Stored entries:
====================

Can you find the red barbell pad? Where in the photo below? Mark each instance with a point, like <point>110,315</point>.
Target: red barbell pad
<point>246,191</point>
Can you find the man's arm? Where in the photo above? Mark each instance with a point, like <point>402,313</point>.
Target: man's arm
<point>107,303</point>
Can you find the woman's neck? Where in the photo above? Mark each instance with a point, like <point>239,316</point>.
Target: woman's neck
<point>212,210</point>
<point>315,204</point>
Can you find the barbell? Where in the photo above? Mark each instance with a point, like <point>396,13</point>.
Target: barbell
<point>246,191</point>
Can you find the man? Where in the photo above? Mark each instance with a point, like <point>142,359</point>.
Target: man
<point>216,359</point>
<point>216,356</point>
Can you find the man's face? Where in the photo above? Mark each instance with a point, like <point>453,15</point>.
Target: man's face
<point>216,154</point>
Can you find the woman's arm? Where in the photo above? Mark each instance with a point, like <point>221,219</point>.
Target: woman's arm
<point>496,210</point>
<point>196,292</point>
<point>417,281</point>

====================

EXERCISE TASK:
Can you reproduce all of these lines exactly, without changing anything?

THE SOLUTION:
Can you find the red barbell pad? Where in the photo below? Mark each instance with a point, like <point>110,315</point>.
Target: red barbell pad
<point>246,191</point>
Can you find the man's arm? Where in the photo above? Mark each instance with a point, like <point>402,313</point>.
Target: man's arm
<point>107,303</point>
Can you find the woman's neck? Where in the photo above? Mark each instance with a point, like <point>239,316</point>.
Target: woman's neck
<point>212,210</point>
<point>315,204</point>
Can you find the barbell? Where in the photo above? Mark each instance with a point, like <point>396,13</point>.
Target: barbell
<point>246,191</point>
Can you find the man? Where in the photo above? Mark each instance with a point, like <point>142,359</point>.
Target: man
<point>216,359</point>
<point>216,356</point>
Can you find the man's face? Where in the photo above? Mark each instance with a point, like <point>453,15</point>.
Target: man's face
<point>216,154</point>
Can you find the woman's arm? Where in the photo above? Mark each instance with a point, like <point>221,219</point>.
Target: woman's arm
<point>496,210</point>
<point>196,292</point>
<point>417,281</point>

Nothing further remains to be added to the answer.